[Data items]
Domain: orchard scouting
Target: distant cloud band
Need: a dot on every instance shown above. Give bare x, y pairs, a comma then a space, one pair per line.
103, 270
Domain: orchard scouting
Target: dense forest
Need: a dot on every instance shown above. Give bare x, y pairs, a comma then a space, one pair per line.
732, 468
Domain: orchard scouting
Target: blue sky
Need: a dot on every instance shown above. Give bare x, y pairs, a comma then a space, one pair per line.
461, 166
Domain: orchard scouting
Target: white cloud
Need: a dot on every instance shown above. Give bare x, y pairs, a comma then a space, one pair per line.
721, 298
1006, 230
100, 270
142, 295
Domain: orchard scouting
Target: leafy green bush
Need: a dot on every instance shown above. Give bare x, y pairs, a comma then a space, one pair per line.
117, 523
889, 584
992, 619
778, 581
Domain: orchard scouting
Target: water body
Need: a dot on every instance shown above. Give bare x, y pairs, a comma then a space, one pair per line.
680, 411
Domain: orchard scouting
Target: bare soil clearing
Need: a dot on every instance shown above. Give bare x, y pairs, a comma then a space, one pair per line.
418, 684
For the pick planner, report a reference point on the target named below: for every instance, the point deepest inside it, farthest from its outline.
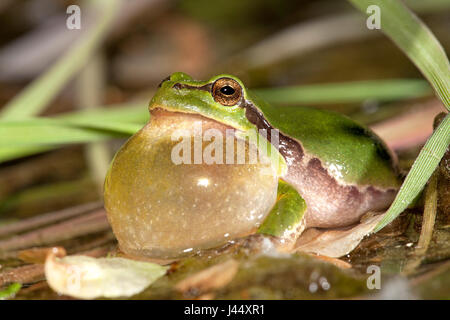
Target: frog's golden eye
(165, 79)
(226, 91)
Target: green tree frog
(165, 201)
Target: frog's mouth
(175, 119)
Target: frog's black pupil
(227, 90)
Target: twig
(47, 218)
(86, 224)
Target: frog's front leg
(285, 222)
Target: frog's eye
(165, 79)
(226, 91)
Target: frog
(325, 171)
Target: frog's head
(222, 98)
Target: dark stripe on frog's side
(329, 203)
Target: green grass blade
(420, 172)
(423, 49)
(381, 90)
(44, 131)
(416, 41)
(34, 98)
(10, 291)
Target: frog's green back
(349, 150)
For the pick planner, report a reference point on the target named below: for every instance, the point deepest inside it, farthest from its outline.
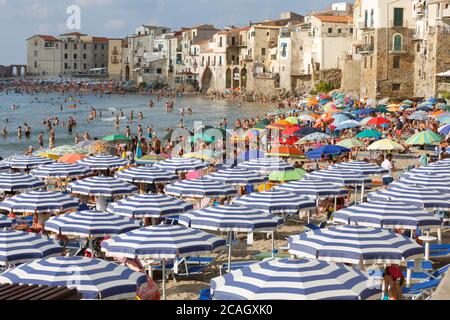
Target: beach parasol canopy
(289, 175)
(145, 175)
(14, 182)
(387, 215)
(18, 247)
(413, 194)
(266, 165)
(72, 157)
(117, 139)
(325, 151)
(90, 224)
(361, 167)
(289, 279)
(369, 134)
(104, 162)
(355, 245)
(385, 145)
(424, 138)
(149, 206)
(285, 151)
(199, 188)
(39, 202)
(180, 165)
(93, 278)
(61, 170)
(237, 177)
(378, 121)
(351, 143)
(276, 201)
(27, 162)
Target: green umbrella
(117, 138)
(262, 124)
(369, 134)
(290, 175)
(351, 143)
(424, 138)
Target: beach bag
(148, 291)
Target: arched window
(398, 42)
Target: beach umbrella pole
(100, 203)
(229, 251)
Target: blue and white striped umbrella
(421, 196)
(288, 279)
(6, 222)
(20, 247)
(266, 165)
(438, 169)
(199, 188)
(313, 188)
(237, 177)
(13, 182)
(4, 166)
(40, 202)
(361, 167)
(93, 278)
(101, 187)
(431, 181)
(276, 201)
(103, 162)
(28, 162)
(61, 170)
(230, 218)
(146, 175)
(149, 206)
(179, 165)
(345, 177)
(355, 245)
(88, 224)
(388, 215)
(162, 242)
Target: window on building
(396, 63)
(398, 17)
(398, 42)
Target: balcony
(398, 49)
(365, 49)
(446, 13)
(365, 26)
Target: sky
(20, 19)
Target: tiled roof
(335, 19)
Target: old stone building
(69, 54)
(431, 40)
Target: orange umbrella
(72, 157)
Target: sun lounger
(205, 294)
(421, 290)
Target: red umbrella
(290, 131)
(378, 121)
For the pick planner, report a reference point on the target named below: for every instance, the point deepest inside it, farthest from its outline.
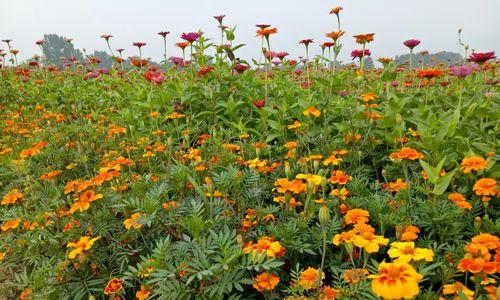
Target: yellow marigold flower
(406, 252)
(84, 201)
(397, 186)
(266, 281)
(12, 197)
(143, 293)
(311, 111)
(452, 289)
(395, 281)
(342, 193)
(309, 278)
(406, 153)
(11, 224)
(133, 221)
(315, 179)
(473, 163)
(81, 246)
(343, 237)
(356, 215)
(51, 175)
(410, 233)
(175, 115)
(370, 242)
(485, 187)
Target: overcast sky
(434, 22)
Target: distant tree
(56, 47)
(444, 57)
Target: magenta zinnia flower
(482, 57)
(411, 43)
(219, 18)
(190, 37)
(461, 71)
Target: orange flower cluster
(473, 163)
(35, 149)
(265, 245)
(12, 197)
(406, 153)
(486, 187)
(478, 258)
(459, 200)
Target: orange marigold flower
(84, 201)
(338, 177)
(397, 186)
(309, 278)
(453, 289)
(410, 233)
(143, 293)
(81, 246)
(266, 245)
(133, 221)
(311, 111)
(406, 153)
(476, 265)
(356, 215)
(395, 281)
(11, 224)
(51, 175)
(266, 281)
(473, 163)
(485, 187)
(296, 186)
(12, 197)
(113, 286)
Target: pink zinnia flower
(219, 18)
(190, 37)
(461, 71)
(359, 53)
(411, 43)
(482, 57)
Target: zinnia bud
(324, 216)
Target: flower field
(207, 177)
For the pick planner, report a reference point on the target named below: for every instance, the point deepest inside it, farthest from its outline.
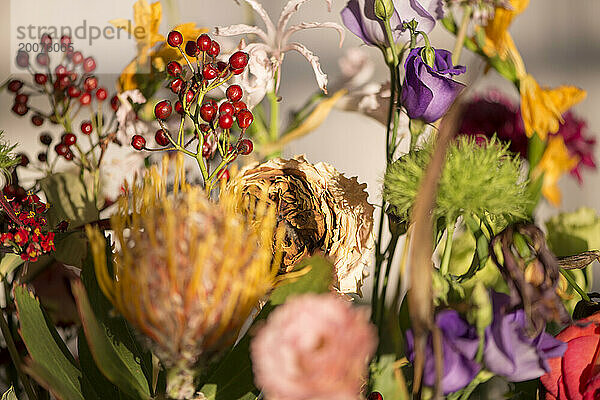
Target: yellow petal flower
(187, 271)
(555, 162)
(542, 108)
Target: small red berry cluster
(213, 120)
(28, 234)
(70, 88)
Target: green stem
(462, 33)
(574, 284)
(14, 355)
(447, 249)
(274, 123)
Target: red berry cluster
(71, 89)
(213, 120)
(28, 234)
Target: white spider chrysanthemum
(269, 54)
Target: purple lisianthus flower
(428, 91)
(359, 17)
(510, 352)
(460, 343)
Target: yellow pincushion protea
(188, 270)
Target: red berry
(175, 39)
(234, 92)
(61, 149)
(60, 70)
(69, 139)
(179, 108)
(46, 41)
(90, 83)
(174, 68)
(86, 127)
(163, 109)
(245, 147)
(101, 94)
(89, 64)
(209, 72)
(191, 49)
(73, 91)
(45, 139)
(189, 96)
(244, 119)
(226, 108)
(85, 99)
(21, 98)
(238, 60)
(161, 137)
(224, 174)
(206, 150)
(37, 120)
(375, 396)
(203, 42)
(42, 59)
(20, 109)
(208, 111)
(40, 79)
(239, 106)
(77, 58)
(115, 103)
(176, 85)
(214, 49)
(23, 159)
(138, 142)
(22, 59)
(225, 121)
(63, 82)
(15, 85)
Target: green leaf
(232, 378)
(107, 353)
(315, 275)
(51, 362)
(69, 198)
(121, 335)
(9, 263)
(387, 379)
(9, 394)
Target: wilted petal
(240, 29)
(314, 25)
(313, 60)
(290, 8)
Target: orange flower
(542, 108)
(555, 162)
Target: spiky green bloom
(476, 180)
(7, 159)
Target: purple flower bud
(428, 91)
(460, 343)
(359, 17)
(510, 352)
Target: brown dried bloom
(319, 209)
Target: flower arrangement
(241, 277)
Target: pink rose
(313, 347)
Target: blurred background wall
(559, 41)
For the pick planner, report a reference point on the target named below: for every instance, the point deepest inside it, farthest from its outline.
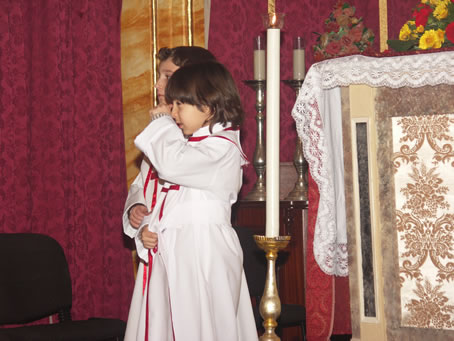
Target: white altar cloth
(317, 113)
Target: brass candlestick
(258, 192)
(299, 191)
(270, 304)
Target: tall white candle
(298, 59)
(259, 58)
(272, 131)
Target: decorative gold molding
(383, 23)
(190, 25)
(154, 50)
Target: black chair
(254, 263)
(35, 283)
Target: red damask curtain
(61, 141)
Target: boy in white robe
(197, 289)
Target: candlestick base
(270, 304)
(299, 191)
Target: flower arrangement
(344, 34)
(431, 27)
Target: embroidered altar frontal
(423, 160)
(417, 198)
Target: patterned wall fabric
(424, 196)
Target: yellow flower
(441, 37)
(420, 29)
(441, 11)
(429, 39)
(404, 32)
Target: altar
(378, 135)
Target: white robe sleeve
(135, 196)
(197, 165)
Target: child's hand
(161, 108)
(136, 215)
(149, 239)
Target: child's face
(189, 118)
(166, 69)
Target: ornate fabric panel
(423, 163)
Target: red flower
(346, 41)
(450, 31)
(349, 11)
(333, 48)
(318, 56)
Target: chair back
(34, 278)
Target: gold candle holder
(299, 191)
(270, 304)
(258, 192)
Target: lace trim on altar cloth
(330, 238)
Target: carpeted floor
(341, 337)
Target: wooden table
(293, 222)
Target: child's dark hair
(210, 85)
(182, 55)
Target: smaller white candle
(259, 58)
(298, 59)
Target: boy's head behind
(207, 85)
(185, 55)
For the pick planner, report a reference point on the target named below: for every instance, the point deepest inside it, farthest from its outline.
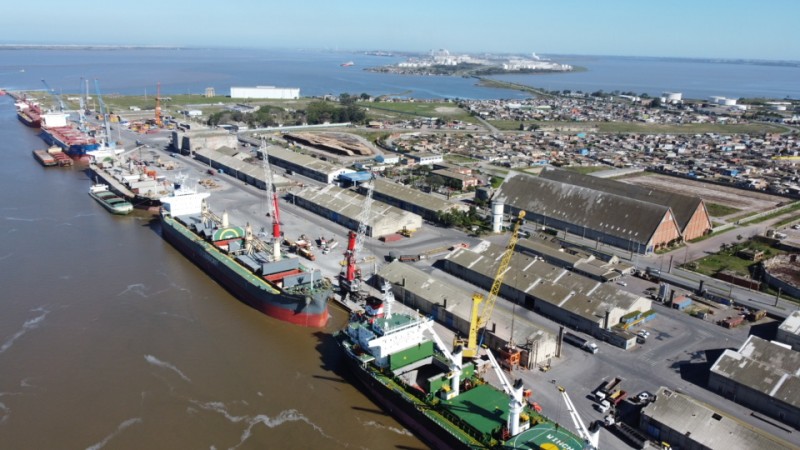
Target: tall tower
(158, 105)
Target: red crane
(272, 204)
(350, 278)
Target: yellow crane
(477, 320)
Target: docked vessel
(51, 157)
(57, 130)
(110, 201)
(278, 287)
(408, 371)
(29, 113)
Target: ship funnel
(497, 216)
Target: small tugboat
(110, 201)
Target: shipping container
(391, 237)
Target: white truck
(578, 341)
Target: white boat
(110, 201)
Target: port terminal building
(265, 92)
(761, 375)
(789, 331)
(579, 302)
(305, 165)
(344, 207)
(550, 250)
(690, 211)
(238, 164)
(190, 141)
(617, 219)
(451, 305)
(412, 200)
(684, 423)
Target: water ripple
(114, 434)
(27, 326)
(289, 415)
(157, 362)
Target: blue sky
(681, 28)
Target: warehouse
(412, 200)
(548, 248)
(789, 331)
(344, 207)
(574, 300)
(451, 305)
(305, 165)
(626, 223)
(270, 92)
(762, 375)
(690, 211)
(684, 423)
(188, 142)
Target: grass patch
(717, 210)
(586, 170)
(644, 128)
(710, 235)
(727, 259)
(511, 125)
(787, 221)
(415, 110)
(459, 159)
(486, 82)
(791, 208)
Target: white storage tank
(672, 97)
(497, 216)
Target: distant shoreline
(85, 47)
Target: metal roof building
(305, 165)
(581, 263)
(623, 222)
(690, 211)
(684, 423)
(344, 207)
(188, 142)
(577, 301)
(233, 163)
(789, 331)
(411, 199)
(452, 305)
(761, 375)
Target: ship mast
(272, 204)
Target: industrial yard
(744, 200)
(617, 327)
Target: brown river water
(111, 339)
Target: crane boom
(56, 98)
(479, 321)
(349, 279)
(272, 204)
(592, 439)
(104, 112)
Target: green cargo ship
(409, 372)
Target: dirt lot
(737, 198)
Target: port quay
(377, 250)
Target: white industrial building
(672, 97)
(789, 331)
(270, 92)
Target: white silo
(497, 216)
(672, 97)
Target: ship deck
(482, 407)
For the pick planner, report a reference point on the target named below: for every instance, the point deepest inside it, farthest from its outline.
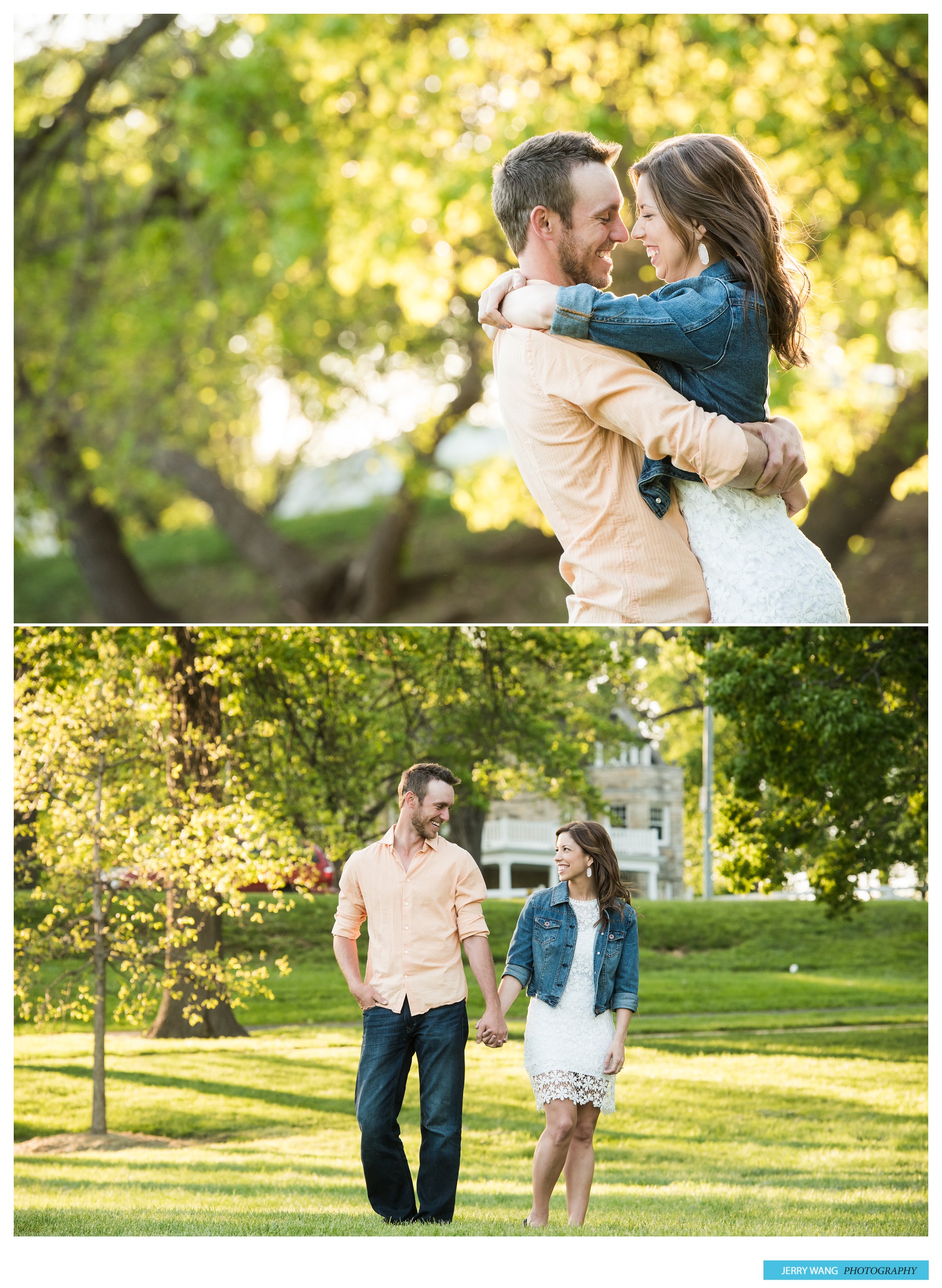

=== Task prompt ===
List each line of the material that contains the word "building".

=== Reply to the exercise ===
Target: window on building
Target: old stone building
Target: port terminal building
Target: metal roof building
Target: white industrial building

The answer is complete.